Alıntılanan Metin

Emr-I Bı'l-Ma'ruf Nehy-I Anı'l-Münker Nedir

Emr-I Bı'l-Ma'ruf Nehy-I Anı'l-Münker Nedir ? Emr-I Bı'l-Ma'ruf Nehy-I Anı'l-Münker Ne demek ?

1-)EMR-İ Bİ'L-MA'RUF NEHY-İ ANİ'L-MÜNKER



İyiliği emretme, kötülükten alıkoyma.

Maruf, şeriatın emrettiği; münker, şeriatın yasakladığı şey demektir. Başka bir deyimle Kur'an ve sünnete uygun düşen şeye maruf; Allah'ın razı olmadığı, inkar edilmiş, haram ve günah olan şeye de münker denilir (Rağıb el-İsfahanı, el-Müfredat, s.505; M. Hamdi Yazır, Hak Dini Kur'an Dili, IV, 2357-2358; V, 3118).

Yani marufu emretmek iman ve itaata çağırmak; münkerden nehyetmek de küfür ve Allah'a başkaldırmaya karşı durmaktır (Kadı Beydavi, Envarü't-Tenzil, 2/232).

Kur'an-ı Kerim'de, ''Sizden hayra çağıran, marufu emreden, münkerden vazgeçirmeye çalışan bir ümmet bulunsun. İşte onlar kurtuluşa erenlerdir" (Alu İmran, 3/104) buyurulmaktadır. Bu ayetle marufun emredilmesi ve münkerden menedilmesi işi bütün İslam ümmetine farz kılınmıştır. İslam uleması bu görevi ümmet içinden bir grubun yapmasıyla diğerlerinden sorumluluğun kalkacağını, ancak hiç kimsenin yapmaması halinde bütün müslümanların sorumlu ve günahkar olacağını söylemiştir (Yazır, a.g.e., II, 1155).

Başka bir ayet-i kerimede yüce Allah Söyle buyurmaktadır: "Siz insanlar için çıkarılmış en hayırlı bir ümmetsiniz. Marufu emreder, kötülükten vazgeçirmeye çalışırsınız; çünkü Allah'a inanıyorsunuz...'' (Alu İmran, 3/110).

Koordinat işaretleme kayıtları
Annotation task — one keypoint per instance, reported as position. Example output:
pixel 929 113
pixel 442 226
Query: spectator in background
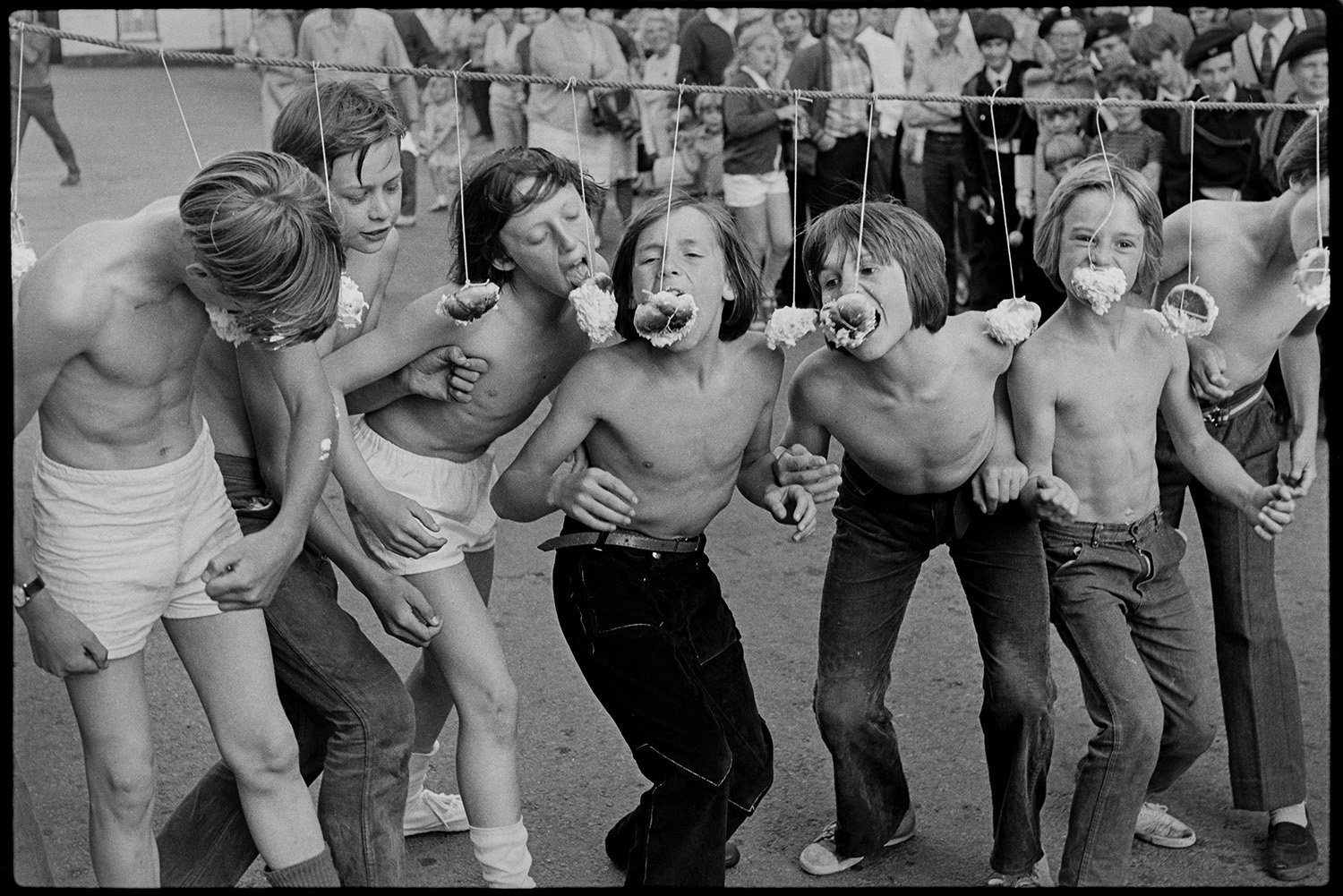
pixel 755 188
pixel 997 139
pixel 273 38
pixel 706 43
pixel 38 99
pixel 569 45
pixel 1135 142
pixel 942 67
pixel 508 121
pixel 1307 59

Hedefler
A. Koordinat işaretleme kayıtlarının bütün satırlarını hiçbir şey değiştirmeden yeniden yazar mısın? Resimleri cevaba katma.
B. Emr-i bi'l-ma'ruf nehy-i ani'l-münker üzerine olan metni son cümlesinden sonra devam ettirebilir misin?
Metin ile kayıtlar birbirinden ayrı malzemelerdir.

Beklenen Sonuçlar
A.
Annotation task — one keypoint per instance, reported as position. Example output:
pixel 929 113
pixel 442 226
Query: spectator in background
pixel 755 188
pixel 997 139
pixel 273 38
pixel 706 43
pixel 38 99
pixel 569 45
pixel 1135 142
pixel 942 67
pixel 508 121
pixel 1307 59

B.
Müminler, dünyadaki en hayırlı toplumdur ve iyiliği emreden, kötülükten alıkoyan en güzel ahlakla yetişmişbir toplumdur. Bu toplumun korunması için bu ayetlerle dinin en önemli ilkeleri olan iyiliğe, doğruluğa, güzelliğe, çağırmak emredilmiştir. Hz. Peygamber (s.a.s.) şöyle buyurmuştur: "Sizden kim bir kötülük görürse onu eliyle değiştirsin; buna gücü yetmezse diliyle onun kötülüğünü söylesin; buna da gücü yetmezse kalbiyle ona buğzetsin. Bu ise imanın en zayıf derecesidir'' (Müslim, İman, 78; Tirmizi Fiten. 1I- Nesai iman 17 İbn Mace, Fiten, 20).

Marufu emretmek, münkerden alıkoymak sorumluluğunun ağır bir yük olduğunu Hz. Peygamber (s.a.s.)'in şu buyruğu ortaya koymaktadır: "Bana hayat bahşeden Allah'a andolsun ki, siz ya iyiliği emreder kötülükten alıkoyarsınız ya da Allah kendi katından sizin üzerinize bir azap gönderir. O zaman dua edersiniz fakat duanız kabul edilmez" (Ebu Davud, Melahim, 16; Tirmizi, Fiten, 9; İbn Hanbel, V, 388). şu ayet de ibretle düşünmeyi gerektirmektedir:

"...onlar, (İsrailoğulları) birbirlerine hiçbir münkeri yasaklamadılar. Yemin ederiz ki yapmakta oldukları şey çok kötü idi..." (el-Maide, 5/78-79). Yine başka ayetlerde müşriklerden başka, müminlerin karşısında münkeri emreden, marufu yasaklayan, böylelikle Allah'ın emir ve yasaklarına karşı çıkarak, emredilenin tam tersini yapan münafıklar da zikredilir (bk. et-Tevbe, 81/67).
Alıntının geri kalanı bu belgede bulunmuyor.